Retype all of the data. Every line must match exactly.

Supplied entries =>
◆ ◆ ◆ ◆ ◆

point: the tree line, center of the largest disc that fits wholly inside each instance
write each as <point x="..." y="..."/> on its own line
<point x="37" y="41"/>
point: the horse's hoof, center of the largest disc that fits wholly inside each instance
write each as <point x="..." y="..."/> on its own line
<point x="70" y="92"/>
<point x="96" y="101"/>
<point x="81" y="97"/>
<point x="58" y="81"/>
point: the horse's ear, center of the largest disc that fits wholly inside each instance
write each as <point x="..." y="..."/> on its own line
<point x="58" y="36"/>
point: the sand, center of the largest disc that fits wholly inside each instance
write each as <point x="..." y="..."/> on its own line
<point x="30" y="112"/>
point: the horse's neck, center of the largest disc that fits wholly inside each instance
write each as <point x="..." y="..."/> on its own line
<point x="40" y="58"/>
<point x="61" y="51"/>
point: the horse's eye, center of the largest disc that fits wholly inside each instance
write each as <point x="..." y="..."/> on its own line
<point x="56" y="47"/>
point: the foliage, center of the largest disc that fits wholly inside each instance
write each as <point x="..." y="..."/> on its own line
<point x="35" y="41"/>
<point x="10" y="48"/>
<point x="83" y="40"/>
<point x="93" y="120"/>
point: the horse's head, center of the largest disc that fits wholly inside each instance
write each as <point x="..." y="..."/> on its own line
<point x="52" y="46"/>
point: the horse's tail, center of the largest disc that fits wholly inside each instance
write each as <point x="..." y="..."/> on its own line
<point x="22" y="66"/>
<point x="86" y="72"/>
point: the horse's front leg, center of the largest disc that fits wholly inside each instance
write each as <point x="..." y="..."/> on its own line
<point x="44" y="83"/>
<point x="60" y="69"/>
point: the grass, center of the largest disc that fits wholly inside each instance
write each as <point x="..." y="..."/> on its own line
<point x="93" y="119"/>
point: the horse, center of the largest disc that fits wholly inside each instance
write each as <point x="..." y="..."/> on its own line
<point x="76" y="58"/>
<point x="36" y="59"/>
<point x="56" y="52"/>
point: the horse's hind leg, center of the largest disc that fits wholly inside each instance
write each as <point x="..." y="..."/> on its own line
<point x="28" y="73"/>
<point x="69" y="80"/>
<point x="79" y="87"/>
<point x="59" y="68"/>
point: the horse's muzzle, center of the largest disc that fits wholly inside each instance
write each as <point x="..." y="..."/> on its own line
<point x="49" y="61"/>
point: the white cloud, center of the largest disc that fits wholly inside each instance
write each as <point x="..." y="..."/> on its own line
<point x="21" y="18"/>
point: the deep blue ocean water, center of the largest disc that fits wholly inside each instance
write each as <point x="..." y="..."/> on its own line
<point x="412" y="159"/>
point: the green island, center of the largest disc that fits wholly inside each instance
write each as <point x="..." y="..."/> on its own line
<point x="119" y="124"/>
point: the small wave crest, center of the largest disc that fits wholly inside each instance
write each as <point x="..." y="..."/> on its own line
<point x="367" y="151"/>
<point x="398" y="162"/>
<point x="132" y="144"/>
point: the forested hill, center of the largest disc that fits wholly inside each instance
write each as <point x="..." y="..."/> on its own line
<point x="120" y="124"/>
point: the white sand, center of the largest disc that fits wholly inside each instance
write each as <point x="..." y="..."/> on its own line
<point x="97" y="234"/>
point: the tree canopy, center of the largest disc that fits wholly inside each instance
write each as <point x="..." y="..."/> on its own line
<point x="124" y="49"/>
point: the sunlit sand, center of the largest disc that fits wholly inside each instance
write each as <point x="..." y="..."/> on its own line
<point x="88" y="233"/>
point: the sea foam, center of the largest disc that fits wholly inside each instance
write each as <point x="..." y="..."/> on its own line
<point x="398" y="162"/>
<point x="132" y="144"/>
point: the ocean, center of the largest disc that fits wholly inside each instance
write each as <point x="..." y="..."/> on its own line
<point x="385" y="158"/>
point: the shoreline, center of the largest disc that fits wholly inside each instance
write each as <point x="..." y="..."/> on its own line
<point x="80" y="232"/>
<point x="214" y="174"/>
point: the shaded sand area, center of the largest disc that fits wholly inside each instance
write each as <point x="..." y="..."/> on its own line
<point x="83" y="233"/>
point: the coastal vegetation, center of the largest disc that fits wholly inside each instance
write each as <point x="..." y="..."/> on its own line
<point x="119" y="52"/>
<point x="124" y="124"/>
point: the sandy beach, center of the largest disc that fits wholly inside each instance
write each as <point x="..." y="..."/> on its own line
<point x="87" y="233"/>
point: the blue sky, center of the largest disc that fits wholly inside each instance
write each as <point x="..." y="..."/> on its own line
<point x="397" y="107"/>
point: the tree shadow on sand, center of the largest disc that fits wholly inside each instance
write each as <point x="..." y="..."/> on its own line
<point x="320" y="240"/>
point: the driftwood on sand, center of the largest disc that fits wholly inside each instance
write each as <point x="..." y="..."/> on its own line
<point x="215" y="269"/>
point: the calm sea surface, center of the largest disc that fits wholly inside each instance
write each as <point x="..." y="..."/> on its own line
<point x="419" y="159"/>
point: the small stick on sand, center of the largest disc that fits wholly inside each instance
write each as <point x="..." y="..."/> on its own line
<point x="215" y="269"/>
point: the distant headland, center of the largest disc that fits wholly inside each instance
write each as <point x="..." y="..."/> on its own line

◆ ◆ ◆ ◆ ◆

Answer to this exercise =>
point: the tree line, center of the largest disc that fits wholly inside each instance
write each as <point x="..." y="..."/> on its own line
<point x="37" y="41"/>
point: the horse's hoof, center of the largest disc that fits wholly inside each instance
write each as <point x="..." y="..."/> on its own line
<point x="70" y="92"/>
<point x="96" y="101"/>
<point x="81" y="97"/>
<point x="58" y="81"/>
point: the horse's ear, center of the largest disc that fits wholly inside each instance
write each as <point x="..." y="..."/> on its own line
<point x="58" y="36"/>
point: the sand, center of the largest disc that fits wholly inside each instance
write each as <point x="..." y="..."/> on its own line
<point x="30" y="112"/>
point: the horse's neck, center of the largest disc that fits wholly inside each instance
write each as <point x="..." y="..."/> on its own line
<point x="40" y="58"/>
<point x="61" y="51"/>
point: the horse's eye, center of the largest disc that fits wholly inside each instance
write each as <point x="..." y="..."/> on its own line
<point x="56" y="47"/>
point: the foliage, center of the largest disc that fits wholly inside each instance
write each as <point x="..." y="..."/> on its own line
<point x="35" y="41"/>
<point x="10" y="48"/>
<point x="83" y="40"/>
<point x="93" y="120"/>
point: the horse's head, center of the largest disc that fits wholly inside each instance
write each as <point x="..." y="..."/> on its own line
<point x="52" y="46"/>
point: the horse's tail, center of the largest disc that fits wholly inside each instance
write each as <point x="..." y="..."/> on its own line
<point x="22" y="66"/>
<point x="86" y="72"/>
point: the horse's front leg, center of the largest disc that fits wholly inside each instance
write each as <point x="..." y="..."/> on its own line
<point x="44" y="83"/>
<point x="60" y="69"/>
point: the grass, center of the largest disc that fits wholly inside each instance
write each as <point x="..." y="..."/> on its own line
<point x="93" y="119"/>
point: the horse, center of the largest disc that fits wholly inside each instance
write each as <point x="..." y="..."/> on its own line
<point x="76" y="58"/>
<point x="36" y="59"/>
<point x="56" y="52"/>
point: the horse's hind leg, center of the largest disc that fits wholly inside each instance
write each as <point x="..." y="..."/> on its own line
<point x="28" y="73"/>
<point x="69" y="80"/>
<point x="79" y="87"/>
<point x="59" y="68"/>
point: the horse's muzzle, center of the largest disc that fits wholly inside each instance
write each as <point x="..." y="..."/> on its own line
<point x="49" y="61"/>
point: the white cloud, center of the largest disc that fits wholly inside each instance
write each as <point x="..." y="..."/> on its own line
<point x="21" y="18"/>
point: the deep blue ocean water, center of the largest disc that fits wholly inside each instance
write each as <point x="..." y="..."/> on its own line
<point x="412" y="159"/>
point: the green island, center of the largest disc that fits wholly inside each instance
write each as <point x="..." y="..."/> on its own line
<point x="119" y="124"/>
point: the small wave crest, center of the largest disc that fits wholly inside each instance
write each as <point x="..." y="..."/> on its own line
<point x="367" y="151"/>
<point x="398" y="162"/>
<point x="132" y="144"/>
point: the forested hill, center of the largest disc that fits wholly inside each instance
write each as <point x="..." y="..."/> on its own line
<point x="120" y="124"/>
point: the white sand, center of the largest disc that fits wholly inside each instance
write each as <point x="..." y="..."/> on its own line
<point x="97" y="234"/>
point: the tree canopy, center of the largest disc that fits wholly inside each instance
write each as <point x="..." y="..."/> on its own line
<point x="124" y="49"/>
point: the sunlit sand, center of the largest disc that fits wholly inside each instance
write each as <point x="..." y="..."/> on its own line
<point x="88" y="233"/>
point: the sea foam, center of the largest disc that fits wholly inside each instance
write each as <point x="..." y="..."/> on its own line
<point x="398" y="162"/>
<point x="132" y="144"/>
point: the ocean, center of the largest disc that fits wholly inside each instance
write each as <point x="..." y="..."/> on its own line
<point x="385" y="158"/>
point: the shoreline, center of the largest disc that fits wholly inside each instance
write each as <point x="..." y="..."/> on its own line
<point x="80" y="232"/>
<point x="214" y="174"/>
point: the shaded sand area, center of the largest disc that fits wholly inside each instance
write each as <point x="..." y="..."/> on its own line
<point x="83" y="233"/>
point: the coastal vegetation, center of the largest disc that fits wholly inside each instance
write each as <point x="..." y="..."/> on its own line
<point x="119" y="52"/>
<point x="124" y="124"/>
point: the sandy beach, center of the largest disc that fits wholly inside each instance
write each as <point x="..." y="..."/> on its own line
<point x="87" y="233"/>
point: the blue sky, center of the largest disc that fits wholly inside each instance
write each as <point x="..." y="..."/> on its own line
<point x="397" y="107"/>
point: the tree shadow on sand, center of the largest disc that fits wholly inside each instance
write each as <point x="..." y="..."/> on its own line
<point x="320" y="240"/>
point: the driftwood on sand, center of the largest disc that fits wholly inside each instance
write each as <point x="..." y="..."/> on its own line
<point x="215" y="269"/>
point: the calm sea surface, center of the largest disc that fits wholly inside each instance
write each as <point x="..." y="..."/> on its own line
<point x="419" y="159"/>
point: the small stick on sand, center of the largest disc that fits wholly inside each instance
write each as <point x="..." y="..."/> on its own line
<point x="215" y="269"/>
point: the distant headland, center of the largest disc that fits wholly inside each instance
write each as <point x="..." y="..."/> on its own line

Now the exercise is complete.